Repeat the listing in full, preserving every character.
-- BEGIN --
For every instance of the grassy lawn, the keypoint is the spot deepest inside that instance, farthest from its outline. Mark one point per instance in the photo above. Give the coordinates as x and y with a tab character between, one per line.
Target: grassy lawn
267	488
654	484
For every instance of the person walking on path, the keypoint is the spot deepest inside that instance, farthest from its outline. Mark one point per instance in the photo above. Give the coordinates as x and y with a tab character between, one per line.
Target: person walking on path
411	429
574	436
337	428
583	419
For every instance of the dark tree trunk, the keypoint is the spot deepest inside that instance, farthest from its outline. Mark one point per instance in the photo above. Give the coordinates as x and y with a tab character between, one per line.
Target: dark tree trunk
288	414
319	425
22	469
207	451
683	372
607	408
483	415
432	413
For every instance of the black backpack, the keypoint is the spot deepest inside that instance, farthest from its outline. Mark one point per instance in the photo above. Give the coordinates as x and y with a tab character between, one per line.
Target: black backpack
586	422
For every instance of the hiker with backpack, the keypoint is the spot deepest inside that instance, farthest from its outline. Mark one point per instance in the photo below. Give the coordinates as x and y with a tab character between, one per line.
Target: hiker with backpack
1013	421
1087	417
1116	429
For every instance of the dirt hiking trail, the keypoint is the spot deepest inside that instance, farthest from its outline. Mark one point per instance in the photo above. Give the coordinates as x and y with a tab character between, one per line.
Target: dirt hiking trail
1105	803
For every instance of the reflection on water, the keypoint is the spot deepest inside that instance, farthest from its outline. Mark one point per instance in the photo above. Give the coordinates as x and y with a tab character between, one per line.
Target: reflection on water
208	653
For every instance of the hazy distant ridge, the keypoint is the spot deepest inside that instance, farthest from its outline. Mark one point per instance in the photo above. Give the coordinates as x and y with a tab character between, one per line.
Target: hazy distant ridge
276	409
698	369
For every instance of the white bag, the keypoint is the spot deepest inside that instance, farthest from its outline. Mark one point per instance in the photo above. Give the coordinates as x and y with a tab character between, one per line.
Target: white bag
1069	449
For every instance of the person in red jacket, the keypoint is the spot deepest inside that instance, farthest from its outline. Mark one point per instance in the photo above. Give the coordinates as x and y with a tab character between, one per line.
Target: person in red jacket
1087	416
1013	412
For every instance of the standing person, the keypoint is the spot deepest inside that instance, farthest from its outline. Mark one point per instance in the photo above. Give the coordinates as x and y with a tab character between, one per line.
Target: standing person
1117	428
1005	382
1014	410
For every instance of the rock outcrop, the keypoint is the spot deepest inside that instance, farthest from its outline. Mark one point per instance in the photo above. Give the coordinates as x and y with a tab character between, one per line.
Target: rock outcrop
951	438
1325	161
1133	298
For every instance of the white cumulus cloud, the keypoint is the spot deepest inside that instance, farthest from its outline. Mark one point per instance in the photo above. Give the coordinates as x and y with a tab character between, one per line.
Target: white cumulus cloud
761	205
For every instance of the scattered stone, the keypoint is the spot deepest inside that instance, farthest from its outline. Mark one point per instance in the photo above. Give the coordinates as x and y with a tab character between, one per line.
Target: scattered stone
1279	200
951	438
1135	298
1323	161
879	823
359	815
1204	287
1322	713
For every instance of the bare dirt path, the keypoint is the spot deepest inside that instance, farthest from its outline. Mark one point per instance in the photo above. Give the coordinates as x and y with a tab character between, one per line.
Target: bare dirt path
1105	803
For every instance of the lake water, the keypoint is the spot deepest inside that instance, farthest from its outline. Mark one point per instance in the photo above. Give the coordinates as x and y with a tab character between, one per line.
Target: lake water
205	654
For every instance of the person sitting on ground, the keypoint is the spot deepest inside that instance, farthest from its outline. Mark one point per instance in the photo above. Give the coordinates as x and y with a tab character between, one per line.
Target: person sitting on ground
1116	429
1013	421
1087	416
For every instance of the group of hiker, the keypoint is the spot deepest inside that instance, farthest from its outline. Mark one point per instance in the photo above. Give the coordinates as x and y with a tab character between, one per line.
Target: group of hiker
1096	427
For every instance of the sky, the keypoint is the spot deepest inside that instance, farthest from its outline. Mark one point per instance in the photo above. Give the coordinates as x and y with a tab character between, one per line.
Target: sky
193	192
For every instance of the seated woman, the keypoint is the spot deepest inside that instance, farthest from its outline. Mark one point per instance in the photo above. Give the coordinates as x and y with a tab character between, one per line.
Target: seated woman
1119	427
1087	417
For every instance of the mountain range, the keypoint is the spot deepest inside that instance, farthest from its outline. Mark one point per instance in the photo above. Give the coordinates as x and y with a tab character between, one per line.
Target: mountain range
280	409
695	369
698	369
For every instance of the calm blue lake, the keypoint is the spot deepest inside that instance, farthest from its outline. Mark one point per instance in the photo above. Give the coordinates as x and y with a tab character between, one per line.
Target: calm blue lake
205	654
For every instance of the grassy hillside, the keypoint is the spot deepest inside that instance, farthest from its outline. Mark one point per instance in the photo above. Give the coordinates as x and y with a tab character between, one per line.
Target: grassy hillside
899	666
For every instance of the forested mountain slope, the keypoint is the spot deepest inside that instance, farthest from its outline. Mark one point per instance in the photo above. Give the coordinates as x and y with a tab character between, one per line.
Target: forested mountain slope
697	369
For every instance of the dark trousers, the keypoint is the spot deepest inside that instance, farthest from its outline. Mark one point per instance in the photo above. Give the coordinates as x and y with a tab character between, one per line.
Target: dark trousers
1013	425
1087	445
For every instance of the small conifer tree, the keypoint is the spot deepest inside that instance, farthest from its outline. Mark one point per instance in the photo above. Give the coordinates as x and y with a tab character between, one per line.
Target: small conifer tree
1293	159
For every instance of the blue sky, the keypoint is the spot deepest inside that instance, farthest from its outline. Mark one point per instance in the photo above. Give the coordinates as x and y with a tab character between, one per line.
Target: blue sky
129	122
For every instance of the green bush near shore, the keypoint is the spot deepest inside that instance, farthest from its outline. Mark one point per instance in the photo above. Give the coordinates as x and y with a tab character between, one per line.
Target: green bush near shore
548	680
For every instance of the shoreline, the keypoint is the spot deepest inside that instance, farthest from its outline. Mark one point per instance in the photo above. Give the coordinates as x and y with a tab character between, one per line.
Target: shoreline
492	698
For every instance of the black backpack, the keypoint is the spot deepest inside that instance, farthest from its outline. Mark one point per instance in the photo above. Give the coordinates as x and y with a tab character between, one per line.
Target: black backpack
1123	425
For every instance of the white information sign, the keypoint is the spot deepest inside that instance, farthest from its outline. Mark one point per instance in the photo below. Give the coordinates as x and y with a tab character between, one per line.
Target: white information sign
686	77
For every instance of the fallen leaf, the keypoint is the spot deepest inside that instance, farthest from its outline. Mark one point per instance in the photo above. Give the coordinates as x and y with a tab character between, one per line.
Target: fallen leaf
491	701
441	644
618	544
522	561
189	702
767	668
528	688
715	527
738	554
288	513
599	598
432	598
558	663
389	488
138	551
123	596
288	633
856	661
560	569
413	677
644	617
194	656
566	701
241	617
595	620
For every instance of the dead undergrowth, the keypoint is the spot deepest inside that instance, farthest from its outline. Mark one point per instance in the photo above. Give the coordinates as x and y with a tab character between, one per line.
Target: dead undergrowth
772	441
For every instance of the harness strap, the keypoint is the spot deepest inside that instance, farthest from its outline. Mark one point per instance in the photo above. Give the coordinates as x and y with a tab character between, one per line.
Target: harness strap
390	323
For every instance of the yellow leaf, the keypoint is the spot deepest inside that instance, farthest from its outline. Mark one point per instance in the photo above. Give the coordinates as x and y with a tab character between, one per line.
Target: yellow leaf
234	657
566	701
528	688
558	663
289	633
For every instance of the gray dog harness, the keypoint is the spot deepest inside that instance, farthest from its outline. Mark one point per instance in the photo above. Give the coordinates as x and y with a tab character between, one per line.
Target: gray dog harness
-- END --
### Right answer
For every instance of the grassy lawn, the keypoint is the spot deepest inside that instance, farthest from its outline. Mark one point per instance in the photo above. Give the coordinates as x and y with a tab character between, one per line.
Target: grassy lawn
267	488
654	484
For every instance of the person walking on path, the keypoint is the spot deepest inside that instance, farthest from its outline. Mark one point per instance in the photo above. Give the coordinates as x and y with a tab character between, one per line.
Target: person walking on path
411	429
574	436
337	428
583	419
For every instance of the dark tree trunk, the keypoint is the spot deepest inside that instance, farthest from its outline. Mark one point per instance in the photo above. Give the coordinates as x and y with a tab character between, one per line.
Target: dark tree trunk
288	414
319	425
22	469
207	451
683	372
607	408
483	415
432	413
For every instance of the black backpack, the keypoint is the spot deepest inside that instance, farthest from its outline. Mark one point per instance in the photo above. Give the coordinates as x and y with a tab character between, one per line.
Target: black backpack
586	422
For every instance of the hiker with backpack, the keypoint is the spot deepest inside that instance, farthest from its outline. Mark one point per instance in the photo below. Give the coordinates as x and y with a tab character between, one per line.
Target: hiker with backpack
1013	421
1087	417
1116	429
For every instance of the dirt hiking trail, the keypoint is the spot deepest inside that instance, farthest from its outline. Mark one point per instance in the photo above. Give the coordinates as x and y with a tab character between, one per line.
Target: dirt hiking trail
1105	803
For every instance of the reflection on water, the keypoint is the spot deepest inside that instance, farthest from its outline. Mark one point per instance in the photo above. Give the coordinates as x and y with a tab character between, one per line.
Target: reflection on water
208	653
For every instance of the hazy distant ridge, the keypoint is the spot deepest inside that instance, farthest from its outline. Mark one point per instance in the photo above. Give the coordinates as x and y with a tab character between, one per line.
Target: hazy distant ridge
276	409
698	369
For every instance of the white bag, the keypoint is the spot deepest inside that instance, farthest from its outline. Mark one point per instance in the photo above. Give the coordinates as x and y with a tab character between, one per line.
Target: white bag
1069	449
For every instance of the person in red jacket, the keypoint is the spot deepest inside that instance, farthest from its outline. Mark one point per instance in the photo above. Give the coordinates as x and y with a tab character between, one per line.
Target: person in red jacket
1087	416
1013	412
For every instance of the standing person, the keypoint is the spot deepest inside that instance, farthest from its outline. Mark one point per instance in the photo above. Give the coordinates as x and y with a tab character between, one per line.
Target: standing person
1117	428
1005	382
1014	410
For every instance of the rock outcrop, the keypoint is the spot deepest inside that instance, farthest from its outline. Mark one point per instance in the photo above. Give the coordinates as x and y with a tab character between, one per line.
Target: rock outcrop
951	438
1325	161
1133	298
For every instance of the white cumulus cloud, the keypoint is the spot deepest inside that instance, farthest from its outline. Mark one point per instance in the photo above. Give the coordinates as x and y with a tab character between, one per line.
Target: white cumulus cloud
761	205
For every instance of the scattered stone, the keypoint is the spot deepest inside that instance, farthest from its outline. Mark one point per instance in the photo above. Give the coordinates as x and y with a tab character between, one per line.
Target: scattered stone
1279	200
951	438
1135	298
1323	161
879	823
359	815
1204	287
1322	713
For every instance of the bare dirt path, the keypoint is the spot deepest inside that instance, farthest from its outline. Mark one point per instance in the photo above. Give the coordinates as x and y with a tab character between, one per line.
Target: bare dirt path
1105	803
For every instance of the lake water, the keypoint is the spot deepest inside that instance, farthest from its outline. Mark one point per instance in the photo above. Give the coordinates as x and y with a tab character between, one per line.
Target: lake water
205	654
For every instance of the person sitting on ground, the keypoint is the spot deepest inside that instance, farthest from its outline. Mark one point per instance in the photo above. Give the coordinates as x and y with a tab character between, one per line.
Target: person sitting on ground
1116	429
1013	421
1087	416
For every instance of the group of hiker, the keypoint is the spot deepest inside that instance, farthest from its outline. Mark one point per instance in the photo above. Give the coordinates as x and y with a tab character between, one per line.
Target: group of hiker
1096	427
For every instance of the sky, the keypoint is the spot deepest inside that instance, farthest from its outline. Mark one point per instance in the photo above. Give the coordinates as x and y with a tab character between, one per line.
Target: sky
193	192
For every instance of the seated woman, the keypoint is the spot deepest inside that instance, farthest from its outline. Mark one point per instance in the photo above. Give the coordinates as x and y with a tab character between, one per line.
Target: seated woman
1119	427
1087	417
For every instance of the mountain range, the keypoint is the spot deepest inside that instance, farthest from its outline. Mark one point per instance in the photo above. Give the coordinates as x and y with a tab character between, one per line.
Target: mountain range
280	409
695	369
698	369
For every instance of the calm blue lake, the keypoint is the spot deepest inside that instance, farthest from its outline. Mark one point per instance in the photo above. Give the coordinates as x and y with a tab character between, one per line.
Target: calm blue lake
205	654
For every instance of the grassy hillside, the keypoint is the spot deepest inside that instance, farthest from its outline. Mark one point per instance in the photo above. Give the coordinates as x and y with a tab character between, one per line.
Target: grassy hillside
899	666
For every instance of the forested mountain slope, the keypoint is the spot deepest inside that instance, farthest from its outline. Mark one point per instance in the photo above. Give the coordinates as x and y with a tab character between, one per line.
Target: forested mountain slope
697	369
For every instance of the dark trousers, the keypoint is the spot deepest inside that instance, farthest from its outline. Mark one point per instance in the photo above. Give the coordinates as x and y with a tab character between, one per line.
Target: dark trousers
1013	425
1087	445
For every instance of the small conifer tree, the keypoint is the spot deepest inside that instance, farthest from its outline. Mark one point per instance in the photo above. Give the coordinates as x and y with a tab character between, one per line.
Target: small conifer tree
1293	159
For every instance of the blue sky, the keypoint is the spot deepest inside that instance, farthest from its outline. Mark one point per instance in the photo above. Give the coordinates as x and y with a tab character between, one per line.
Target: blue sky
129	122
For every instance of the green bush near shore, the keypoint is the spot deepest inside that instance, farthest from its outline. Mark one point per instance in the photo above. Give the coordinates as x and y with a tab character between, one per line.
Target: green bush near shore
548	680
For every instance of the shoreline, the keypoint is the spot deepest inside that instance, farthest from its outline. Mark one point per instance in the photo above. Give the coordinates as x and y with a tab character between, one per line.
Target: shoreline
492	698
For every instance of the black backpack, the keypoint is the spot deepest inside that instance, farthest from its outline. Mark one point per instance in the photo above. Give the coordinates as x and y with a tab character between, one per line.
Target: black backpack
1123	425
For every instance of the white information sign, the keypoint is the spot deepest inside that instance, farthest from its outline. Mark one point per instance in the photo below. Give the coordinates as x and y with a tab character between, one per line.
Target: white information sign
686	77
For every instance of the fallen leaf, the keypoint is the spot deepest inside that instance, farthest from its outline. Mark one point per instance in the photo above. Give the coordinates as x and y with a tab character between, one per line.
Target: fallen leaf
491	701
441	644
618	544
522	561
189	702
767	668
528	688
715	527
738	554
288	513
599	598
432	598
558	663
389	488
138	551
123	596
288	633
856	661
560	569
413	677
644	617
194	656
566	701
241	617
595	620
For every instance of the dead undergrowth, the keypoint is the spot deepest inside that instance, farthest from its outline. Mark one point per instance in the photo above. Give the coordinates as x and y with a tab character between, one per line.
Target: dead undergrowth
772	441
For every instance of the harness strap, the keypoint is the spot deepest inside that instance, farthest from its outline. Mark one point per instance in the photo above. Give the coordinates as x and y with a tab character between, one per line.
Target: harness strap
390	323
For every instance of the yellow leaf, the keypoint is the spot deepest inside that instance, farthest from its outline. Mark one point per instance in the photo above. Give the coordinates as x and y with a tab character between, one per line.
Target: yellow leaf
234	657
566	701
528	688
558	663
289	633
For every instance of the gray dog harness, the keypoint is the spot deepest inside that instance, farthest from its outline. Mark one point per instance in the photo above. Give the coordinates as x and y with a tab character between, one per line.
Target: gray dog harness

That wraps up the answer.